TASKS TO COMPLETE:
[A] Answer these questions about the withholding hearing regulation:
(i) Where are withholding hearings held unless the hearing examiner selects another place?
(ii) Who are the parties to a withholding hearing?
(iii) For documents longer than how many pages does the Secretary discourage facsimile transmission?
[B] Carry on the withholding hearing regulation from its final sentence.

SELECTED PASSAGE:
>> start
Sec. 222.118   How are withholding hearings conducted in this subpart?

    (a) Appointment of hearing examiner. Upon receipt of a request for 
a withholding hearing that meets the requirements of Sec. 222.117(d), 
the Assistant Secretary requests the appointment of a hearing examiner.
    (b) Time and place of the hearing. Withholding hearings under this 
subpart are held at the offices of the Department in Washington, D.C., 
at a time fixed by the hearing examiner, unless the hearing examiner 
selects another place based upon the convenience of the parties.
    (c) Proceeding. (1) The parties to the withholding hearing are the 
Assistant Secretary and the affected LEA. An affected Indian tribe is 
not a party, but, at the discretion of the hearing examiner, may 
participate in the hearing and present its views on the issues relevant 
to the withholding determination.
    (2) The parties may introduce all relevant evidence on the issues 
stated in the LEA's request for withholding hearing or other issues 
determined by the hearing examiner during the proceeding. The Assistant 
Secretary's notice of intent to withhold, the LEA's request for a 
withholding hearing, and all amendments and exhibits to those 
documents, must be made part of the hearing record.
    (3) Technical rules of evidence, including the Federal Rules of 
Evidence, do not apply to hearings conducted under this subpart, but 
the hearing examiner may apply rules designed to assure production of 
the most credible evidence available, including allowing the cross-
examination of witnesses.
    (4) Each party may examine all documents and other evidence offered 
or accepted for the record, and may have the opportunity to refute 
facts and arguments advanced on either side of the issues.
    (5) A transcript must be made of the oral evidence unless the 
parties agree otherwise.
    (6) Each party may be represented by counsel.
    (7) The hearing examiner is bound by all applicable statutes and 
regulations and may neither waive them nor rule them invalid.
    (d) Filing requirements. (1) All written submissions must be filed 
with the hearing examiner by hand-delivery, mail, or facsimile 
transmission. The Secretary discourages the use of facsimile 
transmission for documents longer than five pages.
    (2) If agreed upon by the parties, a party may serve a document 
upon the other party by facsimile transmission.

[[Page 52578]]

    (3) The filing date for a written submission under this subpart is 
the date the document is--
    (i) Hand-delivered;
    (ii) Mailed; or
    (iii) Sent by facsimile transmission.
    (4) A party filing by facsimile transmission is responsible for 
confirming that a complete and legible copy of the document was timely 
received by the hearing examiner.
    (5) Any party filing a document by facsimile transmission must file 
a follow-up hard copy by hand-delivery or mail within a reasonable 
period of time.
>> end
Data entries:
>> start
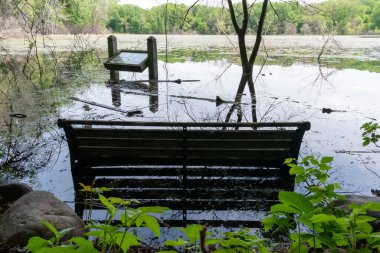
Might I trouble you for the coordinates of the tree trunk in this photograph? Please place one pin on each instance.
(247, 64)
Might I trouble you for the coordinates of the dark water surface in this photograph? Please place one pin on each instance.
(289, 88)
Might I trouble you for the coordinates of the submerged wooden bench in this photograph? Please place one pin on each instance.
(186, 166)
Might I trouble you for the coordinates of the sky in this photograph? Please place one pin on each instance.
(150, 3)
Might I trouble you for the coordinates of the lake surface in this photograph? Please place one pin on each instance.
(291, 86)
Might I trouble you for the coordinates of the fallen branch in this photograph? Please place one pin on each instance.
(179, 81)
(129, 113)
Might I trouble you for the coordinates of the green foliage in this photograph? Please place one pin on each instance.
(290, 17)
(371, 133)
(310, 221)
(37, 244)
(313, 220)
(238, 241)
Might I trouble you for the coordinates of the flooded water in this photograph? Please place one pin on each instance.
(291, 86)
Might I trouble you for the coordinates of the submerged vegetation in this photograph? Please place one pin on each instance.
(96, 16)
(307, 222)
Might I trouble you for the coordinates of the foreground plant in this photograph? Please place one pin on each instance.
(37, 244)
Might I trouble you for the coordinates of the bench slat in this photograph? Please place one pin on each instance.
(191, 171)
(193, 183)
(201, 193)
(156, 134)
(177, 143)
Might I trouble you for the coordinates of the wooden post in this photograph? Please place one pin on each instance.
(152, 58)
(112, 50)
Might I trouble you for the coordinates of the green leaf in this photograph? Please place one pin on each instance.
(289, 160)
(283, 208)
(371, 206)
(327, 159)
(61, 249)
(152, 223)
(179, 243)
(319, 218)
(84, 246)
(51, 228)
(111, 208)
(296, 200)
(296, 170)
(36, 243)
(153, 209)
(126, 240)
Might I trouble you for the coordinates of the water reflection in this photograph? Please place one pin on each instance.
(287, 92)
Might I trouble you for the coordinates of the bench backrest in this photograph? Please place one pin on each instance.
(149, 143)
(186, 166)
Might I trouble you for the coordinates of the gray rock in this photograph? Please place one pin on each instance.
(11, 192)
(23, 219)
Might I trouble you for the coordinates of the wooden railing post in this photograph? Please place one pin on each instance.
(112, 50)
(152, 58)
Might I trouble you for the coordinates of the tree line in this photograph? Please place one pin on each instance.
(97, 16)
(291, 17)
>> end
ANSWER SET:
[A]
(i) At the offices of the Department in Washington, D.C.
(ii) The Assistant Secretary and the affected LEA.
(iii) Five pages.

[B]
    (e) Procedural rules. (1) If the hearing examiner determines that 
no dispute exists as to a material fact or that the resolution of any 
disputes as to material facts would not be materially assisted by oral 
testimony, the hearing examiner shall afford each party an opportunity 
to present its case--
    (i) In whole or in part in writing; or
    (ii) In an informal conference after affording each party 
sufficient notice of the issues to be considered.
    (2) With respect to withholding hearings involving a dispute as to 
a material fact the resolution of which would be materially assisted by 
oral testimony, the hearing examiner shall afford to each party--
    (i) Sufficient notice of the issues to be considered at the 
hearing;
    (ii) An opportunity to present witnesses on the party's behalf; and
    (iii) An opportunity to cross-examine other witnesses either orally 
or through written interrogatories.
    (f) Decision of the hearing examiner. (1) The hearing examiner--
    (i) Makes written findings and an initial withholding decision 
based upon the hearing record; and
    (ii) Forwards to the Secretary, and mails to each party and to the 
affected Indian tribe or tribes, a copy of the written findings and 
initial withholding decision.
    (2) A hearing examiner's initial withholding decision constitutes 
the Secretary's final withholding decision without any further 
proceedings unless--
    (i) Either party to the withholding hearing, within 30 days of the 
date of its receipt of the initial withholding decision, requests the 
Secretary to review the decision and that request is granted; or
    (ii) The Secretary otherwise determines, within the time limits 
stated in paragraph (g)(2)(ii) of this section, to review the initial 
withholding decision.
    (3) When an initial withholding decision becomes the Secretary's 
final decision without any further proceedings, the Department notifies 
the parties and the affected Indian tribe or tribes of the finality of 
the decision.
    (g) Administrative appeal of an initial decision.
    (1)(i) Any party may request the Secretary to review an initial 
withholding decision.
    (ii) A party must file this request for review within 30 days of 
the party's receipt of the initial withholding decision.
    (2) The Secretary may--
    (i) Grant or deny a timely request for review of an initial 
withholding decision; or
    (ii) Otherwise determine to review the decision, so long as that 
determination is made within 45 days of the date of receipt of the 
initial decision by the Secretary.
    (3) The Secretary mails to each party and the affected Indian tribe 
or tribes, by certified mail with return receipt requested, written 
notice of--
    (i) The Secretary's action granting or denying a request for review 
of an initial decision; or
    (ii) The Secretary's determination to review an initial decision.
    (h) Secretary's review of an initial withholding decision.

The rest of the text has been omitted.